::: Supplied records :::
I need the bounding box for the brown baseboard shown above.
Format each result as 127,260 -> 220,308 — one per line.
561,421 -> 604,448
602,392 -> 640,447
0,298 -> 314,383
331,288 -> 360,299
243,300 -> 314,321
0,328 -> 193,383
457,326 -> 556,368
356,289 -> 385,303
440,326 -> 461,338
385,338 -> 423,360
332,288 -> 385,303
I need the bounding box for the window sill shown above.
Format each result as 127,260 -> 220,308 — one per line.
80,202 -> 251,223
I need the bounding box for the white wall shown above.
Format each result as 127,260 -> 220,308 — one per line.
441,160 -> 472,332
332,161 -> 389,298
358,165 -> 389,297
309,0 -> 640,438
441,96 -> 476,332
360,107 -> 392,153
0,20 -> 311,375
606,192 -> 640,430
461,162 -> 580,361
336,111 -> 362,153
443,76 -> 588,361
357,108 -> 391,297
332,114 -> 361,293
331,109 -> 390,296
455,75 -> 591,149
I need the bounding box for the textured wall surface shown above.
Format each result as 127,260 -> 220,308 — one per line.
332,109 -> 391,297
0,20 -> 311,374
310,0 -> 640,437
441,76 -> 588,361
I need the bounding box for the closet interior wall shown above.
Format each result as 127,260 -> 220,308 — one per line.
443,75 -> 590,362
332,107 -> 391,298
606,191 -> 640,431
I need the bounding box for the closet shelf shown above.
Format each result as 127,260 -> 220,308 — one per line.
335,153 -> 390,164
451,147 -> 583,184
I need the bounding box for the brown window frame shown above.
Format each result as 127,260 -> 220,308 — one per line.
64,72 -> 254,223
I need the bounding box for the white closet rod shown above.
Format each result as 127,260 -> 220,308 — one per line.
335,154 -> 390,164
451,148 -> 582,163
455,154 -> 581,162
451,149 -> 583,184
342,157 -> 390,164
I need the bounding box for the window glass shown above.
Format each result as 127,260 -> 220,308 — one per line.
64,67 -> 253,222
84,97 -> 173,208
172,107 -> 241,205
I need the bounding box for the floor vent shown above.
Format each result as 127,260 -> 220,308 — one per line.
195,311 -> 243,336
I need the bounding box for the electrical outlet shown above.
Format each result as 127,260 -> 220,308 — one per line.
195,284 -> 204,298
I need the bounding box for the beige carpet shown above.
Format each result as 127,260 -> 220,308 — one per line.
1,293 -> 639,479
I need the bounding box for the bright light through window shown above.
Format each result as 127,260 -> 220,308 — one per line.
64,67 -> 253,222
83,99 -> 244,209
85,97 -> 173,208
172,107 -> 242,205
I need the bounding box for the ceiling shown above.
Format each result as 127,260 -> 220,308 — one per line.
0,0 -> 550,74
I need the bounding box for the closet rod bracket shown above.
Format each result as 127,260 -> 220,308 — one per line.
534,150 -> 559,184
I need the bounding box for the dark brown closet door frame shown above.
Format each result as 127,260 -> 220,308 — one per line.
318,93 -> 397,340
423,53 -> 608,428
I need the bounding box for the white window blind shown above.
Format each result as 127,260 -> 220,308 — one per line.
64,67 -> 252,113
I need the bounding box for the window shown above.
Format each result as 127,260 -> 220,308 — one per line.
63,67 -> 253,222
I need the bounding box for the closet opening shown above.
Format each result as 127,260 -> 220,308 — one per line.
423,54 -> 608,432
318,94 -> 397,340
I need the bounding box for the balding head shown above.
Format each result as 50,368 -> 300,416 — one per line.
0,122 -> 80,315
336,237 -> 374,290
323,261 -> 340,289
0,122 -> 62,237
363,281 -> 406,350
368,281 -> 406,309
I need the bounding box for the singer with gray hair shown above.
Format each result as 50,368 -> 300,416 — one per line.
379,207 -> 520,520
:::
In the data above, which lines lie between the line with "I need the bounding box for the white closet" and the line with "I need the bounding box for the ceiling", inclusive? Print those lines exactly and nothing else.

## Answer area
I need the bounding box for the white closet rod shown above.
Format each result as 127,260 -> 220,308 — one per line.
335,154 -> 390,164
451,148 -> 582,163
455,154 -> 581,162
451,149 -> 583,184
342,157 -> 390,164
I need the bounding box for the window glass shown above.
Format each result as 127,260 -> 220,308 — one per line.
64,67 -> 253,222
84,97 -> 173,208
172,107 -> 241,205
I need the bounding box for the floor vent shown above.
Format each result as 127,260 -> 220,308 — one per line.
195,311 -> 243,336
I need the bounding box for the electrical outlet shown above.
Format each result as 127,260 -> 220,308 — one per line.
195,284 -> 204,298
I need the bounding box for the beige carpet shown above.
Format each result as 127,260 -> 220,308 — one per line.
1,293 -> 639,479
I need the bounding box for the bright light through window shown above.
Format each result as 127,260 -> 220,308 — one per line.
64,67 -> 253,222
83,99 -> 244,209
85,97 -> 173,208
172,107 -> 242,205
I need the bounding box for the ceiling shown above.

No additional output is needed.